Required work.
How many lines of the data below contain the string "tree"? Treat uppercase and lowercase as different, and reply with the number alone.

┌─ Data to process

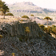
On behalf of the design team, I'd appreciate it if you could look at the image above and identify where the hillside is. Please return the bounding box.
[8,2,54,16]
[0,19,56,56]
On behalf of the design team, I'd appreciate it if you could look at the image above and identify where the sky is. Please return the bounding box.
[2,0,56,10]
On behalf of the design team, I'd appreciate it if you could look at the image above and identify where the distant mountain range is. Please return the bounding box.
[8,2,54,16]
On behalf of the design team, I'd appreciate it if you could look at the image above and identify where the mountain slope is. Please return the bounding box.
[0,22,56,56]
[9,2,53,15]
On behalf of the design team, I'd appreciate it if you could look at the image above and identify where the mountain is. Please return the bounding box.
[8,2,54,16]
[0,22,56,56]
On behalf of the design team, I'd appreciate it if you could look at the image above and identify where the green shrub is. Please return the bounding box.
[6,13,14,16]
[0,35,3,38]
[22,15,29,19]
[25,27,30,33]
[19,35,28,42]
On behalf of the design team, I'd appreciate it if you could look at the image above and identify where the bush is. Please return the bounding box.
[31,14,34,16]
[19,35,28,42]
[22,15,29,19]
[25,27,30,33]
[0,35,3,38]
[6,13,14,16]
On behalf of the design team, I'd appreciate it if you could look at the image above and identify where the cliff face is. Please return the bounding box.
[0,22,56,56]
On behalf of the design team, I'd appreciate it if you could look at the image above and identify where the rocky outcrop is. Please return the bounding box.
[1,22,56,56]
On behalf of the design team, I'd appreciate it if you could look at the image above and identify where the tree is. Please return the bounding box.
[31,14,34,16]
[52,27,56,37]
[22,15,29,19]
[44,17,52,27]
[0,0,9,18]
[39,25,45,31]
[2,4,9,19]
[6,13,14,16]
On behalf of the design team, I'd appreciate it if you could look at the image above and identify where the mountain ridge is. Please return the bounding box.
[8,2,54,15]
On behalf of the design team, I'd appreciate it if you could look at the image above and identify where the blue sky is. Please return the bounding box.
[2,0,56,9]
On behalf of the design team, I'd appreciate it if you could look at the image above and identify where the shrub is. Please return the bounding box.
[19,35,28,42]
[6,13,14,16]
[31,14,34,16]
[25,27,30,33]
[0,35,3,38]
[12,53,15,56]
[22,15,29,19]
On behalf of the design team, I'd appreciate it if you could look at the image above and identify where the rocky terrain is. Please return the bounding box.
[0,19,56,56]
[8,2,54,16]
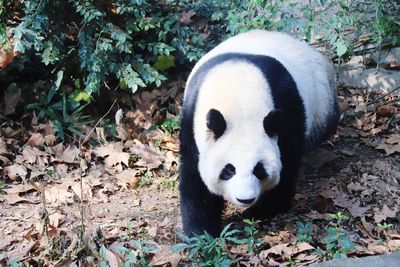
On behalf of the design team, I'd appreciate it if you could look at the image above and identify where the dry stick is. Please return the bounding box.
[39,181,50,243]
[74,100,117,243]
[79,100,117,149]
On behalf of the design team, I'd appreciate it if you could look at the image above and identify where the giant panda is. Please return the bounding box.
[179,30,339,235]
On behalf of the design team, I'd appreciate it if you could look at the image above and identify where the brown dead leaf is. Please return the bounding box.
[260,243,294,259]
[49,212,65,228]
[44,134,57,146]
[296,253,319,265]
[26,133,45,147]
[150,245,182,267]
[296,242,315,253]
[2,187,40,205]
[56,145,79,163]
[333,192,370,217]
[4,164,28,181]
[386,134,400,145]
[6,240,36,262]
[22,145,49,166]
[130,141,165,170]
[116,125,132,141]
[115,169,140,189]
[45,183,74,204]
[94,142,130,168]
[71,179,93,200]
[303,148,338,169]
[374,205,398,223]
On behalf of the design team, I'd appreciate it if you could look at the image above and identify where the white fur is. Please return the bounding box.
[188,30,335,138]
[194,61,281,207]
[187,30,334,207]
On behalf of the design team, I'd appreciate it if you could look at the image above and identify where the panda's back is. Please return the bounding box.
[186,30,338,145]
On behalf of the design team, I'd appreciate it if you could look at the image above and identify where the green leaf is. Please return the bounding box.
[47,70,64,104]
[153,55,175,72]
[340,235,356,251]
[335,39,348,57]
[68,90,92,103]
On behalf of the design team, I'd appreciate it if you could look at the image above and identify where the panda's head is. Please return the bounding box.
[199,108,283,208]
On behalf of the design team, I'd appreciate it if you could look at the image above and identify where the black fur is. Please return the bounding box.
[263,109,283,137]
[253,162,268,180]
[207,109,226,140]
[219,163,236,181]
[179,53,336,235]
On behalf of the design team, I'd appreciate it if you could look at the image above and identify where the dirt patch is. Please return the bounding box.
[0,88,400,266]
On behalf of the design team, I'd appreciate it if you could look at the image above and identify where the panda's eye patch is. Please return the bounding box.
[219,163,236,180]
[253,162,268,180]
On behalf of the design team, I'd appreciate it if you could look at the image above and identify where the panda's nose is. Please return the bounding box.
[236,198,255,204]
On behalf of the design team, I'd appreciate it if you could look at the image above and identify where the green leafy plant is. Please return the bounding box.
[27,71,93,140]
[160,116,181,134]
[322,212,355,259]
[117,240,156,267]
[296,221,314,243]
[240,219,263,254]
[174,224,241,266]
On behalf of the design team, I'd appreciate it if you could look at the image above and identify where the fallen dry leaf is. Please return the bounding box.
[26,133,45,147]
[333,192,370,217]
[22,145,49,166]
[302,148,338,169]
[130,141,165,170]
[56,145,79,163]
[6,240,36,262]
[150,245,182,267]
[49,212,65,228]
[4,164,28,181]
[94,142,130,167]
[374,205,398,223]
[45,183,74,204]
[115,169,140,189]
[296,242,315,253]
[260,243,294,259]
[0,184,40,205]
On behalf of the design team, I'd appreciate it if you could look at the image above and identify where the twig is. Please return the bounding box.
[80,100,117,146]
[74,100,117,243]
[79,142,85,243]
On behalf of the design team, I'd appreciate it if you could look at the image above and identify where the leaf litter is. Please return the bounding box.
[0,83,400,266]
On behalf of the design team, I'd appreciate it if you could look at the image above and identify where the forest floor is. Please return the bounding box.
[0,82,400,266]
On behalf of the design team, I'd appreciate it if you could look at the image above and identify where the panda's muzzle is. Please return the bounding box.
[236,198,255,204]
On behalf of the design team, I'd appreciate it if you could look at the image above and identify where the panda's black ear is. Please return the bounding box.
[207,109,226,140]
[263,109,283,137]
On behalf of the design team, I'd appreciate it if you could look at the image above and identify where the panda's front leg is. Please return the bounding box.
[179,170,224,236]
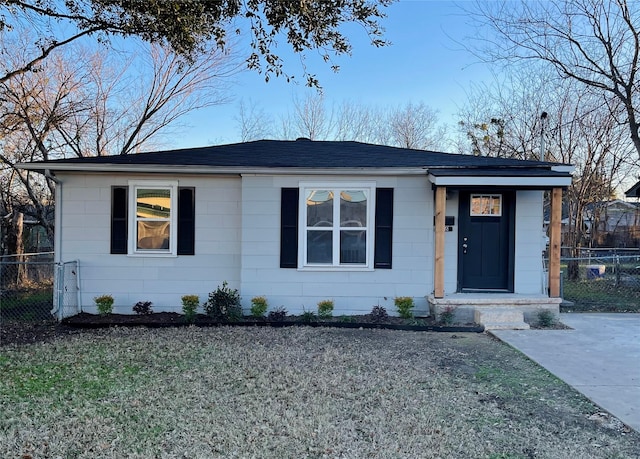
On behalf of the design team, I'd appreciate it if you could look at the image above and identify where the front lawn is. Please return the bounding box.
[0,327,640,459]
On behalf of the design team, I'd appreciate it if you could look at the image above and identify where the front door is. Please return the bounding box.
[458,191,515,292]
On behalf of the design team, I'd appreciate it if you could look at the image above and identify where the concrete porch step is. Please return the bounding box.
[474,307,529,330]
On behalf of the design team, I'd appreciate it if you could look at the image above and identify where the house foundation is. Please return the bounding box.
[427,293,562,330]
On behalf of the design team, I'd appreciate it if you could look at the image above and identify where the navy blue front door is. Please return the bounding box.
[458,191,515,292]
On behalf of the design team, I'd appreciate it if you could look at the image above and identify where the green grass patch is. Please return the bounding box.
[563,277,640,312]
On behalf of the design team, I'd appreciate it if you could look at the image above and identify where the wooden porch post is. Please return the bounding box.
[433,186,447,298]
[549,188,562,298]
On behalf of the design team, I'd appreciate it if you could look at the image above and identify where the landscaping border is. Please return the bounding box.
[62,313,484,333]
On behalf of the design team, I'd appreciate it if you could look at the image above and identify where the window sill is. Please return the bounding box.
[298,265,374,272]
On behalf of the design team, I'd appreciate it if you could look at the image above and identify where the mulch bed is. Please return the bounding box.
[62,312,484,332]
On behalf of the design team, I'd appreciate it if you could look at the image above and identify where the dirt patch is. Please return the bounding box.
[0,321,78,346]
[0,327,640,459]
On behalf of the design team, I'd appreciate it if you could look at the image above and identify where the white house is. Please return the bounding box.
[21,139,571,328]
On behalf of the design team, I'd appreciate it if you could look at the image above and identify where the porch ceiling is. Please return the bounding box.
[428,168,571,189]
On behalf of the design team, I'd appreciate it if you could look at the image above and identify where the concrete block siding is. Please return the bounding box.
[241,176,433,314]
[56,172,542,314]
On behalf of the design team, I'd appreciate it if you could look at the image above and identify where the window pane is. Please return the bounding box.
[306,190,333,227]
[471,194,502,217]
[340,230,367,264]
[307,231,333,264]
[340,190,367,227]
[136,188,171,218]
[137,221,169,250]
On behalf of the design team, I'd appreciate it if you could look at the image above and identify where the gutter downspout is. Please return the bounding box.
[44,169,63,321]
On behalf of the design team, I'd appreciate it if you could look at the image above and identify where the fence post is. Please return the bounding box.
[54,263,64,322]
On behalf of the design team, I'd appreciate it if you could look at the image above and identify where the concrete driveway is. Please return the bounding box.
[491,313,640,432]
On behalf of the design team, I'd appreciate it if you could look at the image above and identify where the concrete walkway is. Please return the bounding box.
[491,313,640,432]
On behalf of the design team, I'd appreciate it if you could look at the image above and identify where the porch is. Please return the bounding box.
[427,293,562,330]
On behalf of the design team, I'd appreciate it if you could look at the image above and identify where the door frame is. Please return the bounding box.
[456,187,517,293]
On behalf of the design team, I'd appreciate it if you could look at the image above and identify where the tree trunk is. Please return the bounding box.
[8,211,27,288]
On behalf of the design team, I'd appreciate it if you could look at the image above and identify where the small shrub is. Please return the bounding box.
[133,301,153,316]
[203,281,242,322]
[318,300,333,319]
[538,309,556,328]
[300,311,318,324]
[393,296,415,319]
[338,316,356,324]
[93,295,113,316]
[267,306,287,322]
[440,306,456,326]
[251,296,267,317]
[369,305,389,322]
[182,295,200,322]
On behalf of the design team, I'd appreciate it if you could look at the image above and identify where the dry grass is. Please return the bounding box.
[0,327,640,459]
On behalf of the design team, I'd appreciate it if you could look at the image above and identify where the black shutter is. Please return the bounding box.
[373,188,393,269]
[280,188,300,268]
[111,186,129,254]
[178,187,196,255]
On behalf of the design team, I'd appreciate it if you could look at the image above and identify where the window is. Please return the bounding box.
[303,187,371,266]
[280,184,393,269]
[470,194,502,217]
[111,181,195,255]
[132,185,176,253]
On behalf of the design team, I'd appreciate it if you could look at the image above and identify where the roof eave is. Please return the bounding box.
[429,173,571,188]
[16,163,427,176]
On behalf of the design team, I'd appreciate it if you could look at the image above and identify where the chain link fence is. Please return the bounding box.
[0,249,640,326]
[0,252,80,326]
[0,252,55,324]
[560,249,640,312]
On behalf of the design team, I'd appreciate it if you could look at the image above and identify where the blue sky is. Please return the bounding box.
[172,0,490,147]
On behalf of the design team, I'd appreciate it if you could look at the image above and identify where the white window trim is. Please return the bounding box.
[469,193,503,217]
[298,181,376,271]
[127,180,178,257]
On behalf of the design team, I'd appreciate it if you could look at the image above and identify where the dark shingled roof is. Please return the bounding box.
[27,139,568,173]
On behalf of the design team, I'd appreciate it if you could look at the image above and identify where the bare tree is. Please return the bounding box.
[469,0,640,162]
[290,94,334,140]
[0,41,237,256]
[389,102,446,150]
[239,94,447,149]
[235,100,273,142]
[461,68,639,276]
[0,0,391,86]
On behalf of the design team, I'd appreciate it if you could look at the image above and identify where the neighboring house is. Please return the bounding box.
[583,199,640,247]
[20,139,572,328]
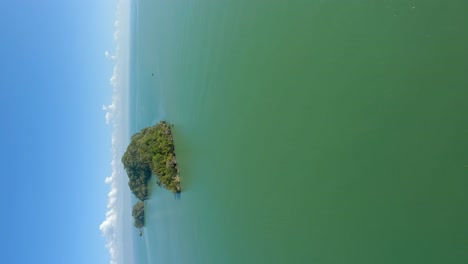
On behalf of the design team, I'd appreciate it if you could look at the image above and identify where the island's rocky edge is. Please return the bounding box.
[122,121,181,236]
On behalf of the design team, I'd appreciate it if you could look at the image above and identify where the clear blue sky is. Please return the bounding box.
[0,0,117,264]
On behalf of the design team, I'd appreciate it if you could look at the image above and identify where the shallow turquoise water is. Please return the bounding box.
[129,0,468,264]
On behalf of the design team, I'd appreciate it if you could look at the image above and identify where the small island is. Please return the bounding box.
[122,121,181,236]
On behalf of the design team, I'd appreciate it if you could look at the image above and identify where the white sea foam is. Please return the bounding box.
[99,0,130,264]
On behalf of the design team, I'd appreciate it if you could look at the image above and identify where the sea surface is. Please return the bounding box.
[129,0,468,264]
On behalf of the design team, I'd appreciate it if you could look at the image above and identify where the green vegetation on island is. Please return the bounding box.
[122,121,181,236]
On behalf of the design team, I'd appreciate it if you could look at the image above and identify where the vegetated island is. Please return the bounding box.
[122,121,181,236]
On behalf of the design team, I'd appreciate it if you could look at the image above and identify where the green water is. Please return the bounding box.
[131,0,468,264]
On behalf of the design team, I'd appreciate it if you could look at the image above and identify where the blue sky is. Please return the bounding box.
[0,0,128,264]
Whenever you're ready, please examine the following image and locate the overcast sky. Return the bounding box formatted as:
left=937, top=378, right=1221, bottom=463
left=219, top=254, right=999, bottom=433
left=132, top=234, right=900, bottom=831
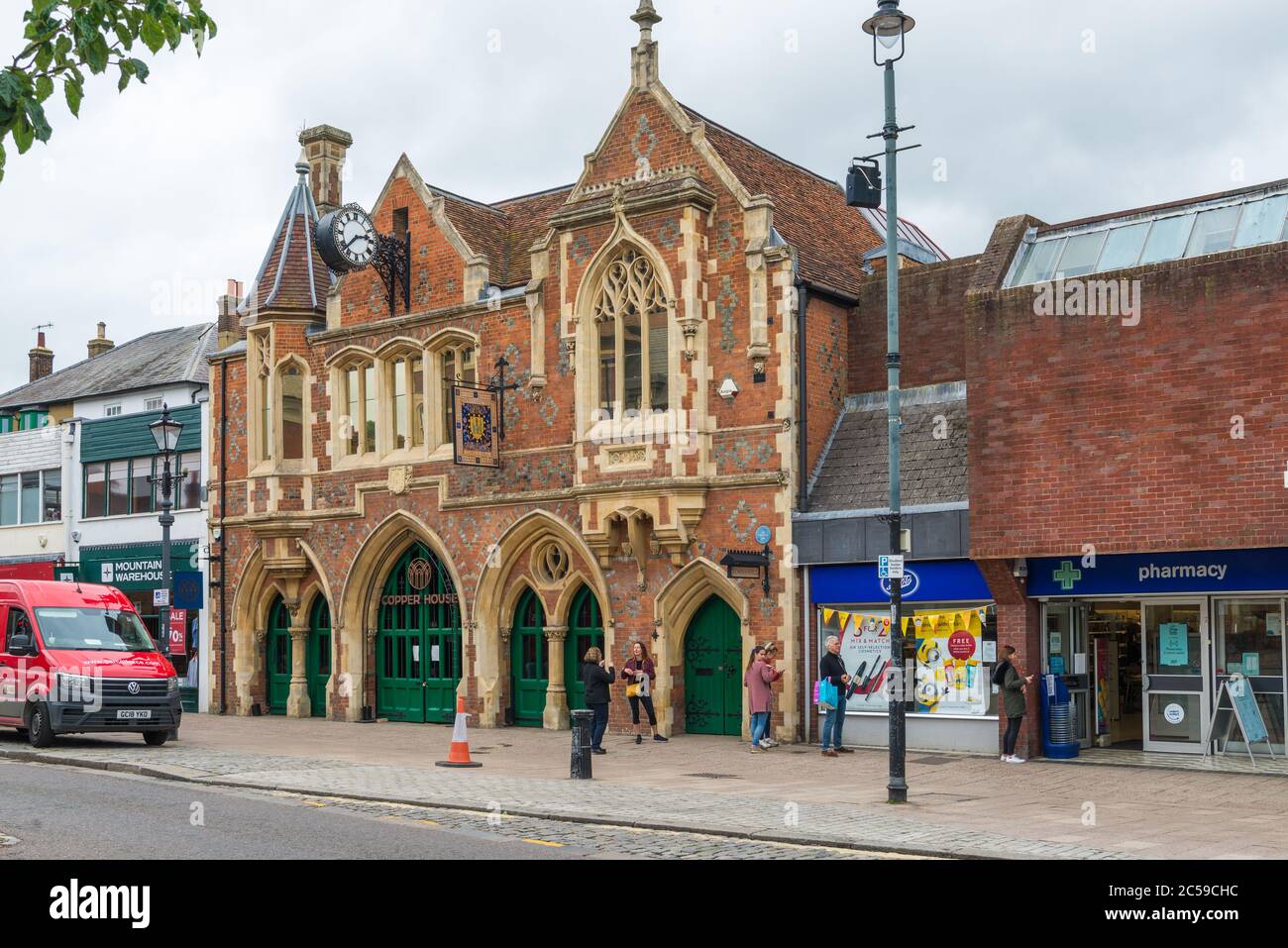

└─

Exercise answer.
3